§ Given text:
<<<<
That group, and the second tier singers of the time, had a string of some of the most memorable hits in American history. They defined cool, hip, the American Dream, the beginning of the Jet Set, and all the other hopes of the era. They truly set the standards for music, comedy, acting, and stage performances for those who followed.
So what are our Idols going to do with what they have to work with? Let's see...
1. Kris Allen: The Way You Look Tonight by Frank Sinatra (music by Jerome Kern, lyrics by Dorothy Fields.) It real tough to improve on Old Blue Eyes and Kris proved that. Way too slow and then he hit the tempo change and I'm thinking, what was that? Then he hit the falsetto and I'm thinking, what was that? Then he hit the minor on the last note and I'm thinking, what was that? Perhaps he and Linda Ronstadt can get together and mangle a few more American standards.
2. Allison Iraheta: Someone To Watch Over Me by Frank Sinatra, Ella Fitzgerald, Judy Garland and about a thousand others (music by George Gershwin, lyrics by Ira Gershwin.) That was a performance worthy of Billy Holliday. I can picture her at a club in the mid-1950s with Walt Levinsky on clarinet accompanying her with the strings playing mournfully in the background. Simply stunning. This girl can sing anything completely independent of her age and make it believable. Amazing range, Amazing timing. Amazing performance.
>>>>
§ Work to complete:
(1) From the Idols review, list every person credited in parentheses with the music or lyrics of a song.
(2) Continue the Idols review from where it stops.

§ Record extracts:
<<<<
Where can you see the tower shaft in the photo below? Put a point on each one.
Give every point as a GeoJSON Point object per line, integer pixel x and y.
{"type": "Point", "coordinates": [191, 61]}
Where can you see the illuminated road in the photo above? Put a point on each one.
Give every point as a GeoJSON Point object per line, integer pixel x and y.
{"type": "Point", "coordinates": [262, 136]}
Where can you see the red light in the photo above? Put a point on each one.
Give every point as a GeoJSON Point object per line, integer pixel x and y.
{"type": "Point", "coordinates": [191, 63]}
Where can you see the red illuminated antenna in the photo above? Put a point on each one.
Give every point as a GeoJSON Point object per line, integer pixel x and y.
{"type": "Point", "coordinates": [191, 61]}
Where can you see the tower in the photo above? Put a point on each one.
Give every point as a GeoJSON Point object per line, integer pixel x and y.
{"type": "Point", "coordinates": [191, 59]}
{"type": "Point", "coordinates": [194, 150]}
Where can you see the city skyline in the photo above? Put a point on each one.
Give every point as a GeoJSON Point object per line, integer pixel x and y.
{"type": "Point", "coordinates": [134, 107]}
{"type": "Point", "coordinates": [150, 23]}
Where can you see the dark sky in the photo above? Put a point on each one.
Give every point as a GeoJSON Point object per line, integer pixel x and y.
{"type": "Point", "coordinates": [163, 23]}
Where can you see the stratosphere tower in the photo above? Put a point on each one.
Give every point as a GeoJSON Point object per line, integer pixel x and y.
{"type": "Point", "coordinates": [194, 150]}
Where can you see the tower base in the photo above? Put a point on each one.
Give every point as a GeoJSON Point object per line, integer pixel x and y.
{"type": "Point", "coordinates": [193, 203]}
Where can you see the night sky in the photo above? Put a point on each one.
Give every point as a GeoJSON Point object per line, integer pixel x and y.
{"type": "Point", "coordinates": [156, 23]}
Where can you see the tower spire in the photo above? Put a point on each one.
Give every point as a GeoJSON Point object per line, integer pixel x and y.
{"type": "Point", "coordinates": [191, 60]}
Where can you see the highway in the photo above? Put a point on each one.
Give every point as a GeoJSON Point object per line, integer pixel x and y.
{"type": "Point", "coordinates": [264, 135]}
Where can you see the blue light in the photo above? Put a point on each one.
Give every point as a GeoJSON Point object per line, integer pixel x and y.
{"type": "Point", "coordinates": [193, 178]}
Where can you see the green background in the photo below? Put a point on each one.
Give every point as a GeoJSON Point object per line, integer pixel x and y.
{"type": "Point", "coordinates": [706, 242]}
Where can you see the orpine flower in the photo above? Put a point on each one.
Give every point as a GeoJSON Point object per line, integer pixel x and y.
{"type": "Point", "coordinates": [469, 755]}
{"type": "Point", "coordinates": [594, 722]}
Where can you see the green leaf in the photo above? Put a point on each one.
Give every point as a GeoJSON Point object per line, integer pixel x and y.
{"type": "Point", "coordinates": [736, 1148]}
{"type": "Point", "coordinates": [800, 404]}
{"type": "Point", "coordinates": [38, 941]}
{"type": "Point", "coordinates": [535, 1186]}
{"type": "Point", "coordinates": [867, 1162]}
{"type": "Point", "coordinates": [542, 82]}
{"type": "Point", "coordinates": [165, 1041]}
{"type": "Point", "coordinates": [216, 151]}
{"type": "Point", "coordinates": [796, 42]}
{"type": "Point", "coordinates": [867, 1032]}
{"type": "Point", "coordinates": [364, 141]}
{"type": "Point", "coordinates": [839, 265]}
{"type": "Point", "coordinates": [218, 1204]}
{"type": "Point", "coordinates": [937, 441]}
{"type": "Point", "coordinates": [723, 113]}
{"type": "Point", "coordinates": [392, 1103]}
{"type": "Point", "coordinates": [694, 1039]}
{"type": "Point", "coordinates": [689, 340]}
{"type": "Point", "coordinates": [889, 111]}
>>>>
§ Answer list:
(1) Jerome Kern, Dorothy Fields, George Gershwin, Ira Gershwin

(2)
3. Matt Giraud: My Funny Valentine by Chet Baker, Frank Sinatra, Ella Fitzgerald, Sammy Davis, Jr., Dinah Shore and many others (music and lyrics by Richard Rogers and Lorenz Hart.) Good performance, but he's just singing, not singing to someone as the song demands by its very nature. Simply no feeling. Too many pitch problems as well on the big notes and someone needs to remind him that he's not Mariah Carey, so lay off the riffs. Then he goes falsetto at the end and trashes what little good he did put into the performance.
4. Danny Gokey: Come Rain Or Come Shine by Frank Sinatra, Judy Garland, Sarah Vaughan, Ray Charles, and a million others (music by Harold Arlen, lyrics by Johnny Mercer.) That was amazing. He kept it true to his style with just enough Satchmo influence to make it memorable. Then he went into full blues mode and blew it away at the end. It gave me goosebumps. Danny just found his niche in his musical life. Forget the rest of his tripe that has gone before. Though I am confident he will blow it again on a different genre in the coming weeks, this performance should put him through to the top 4.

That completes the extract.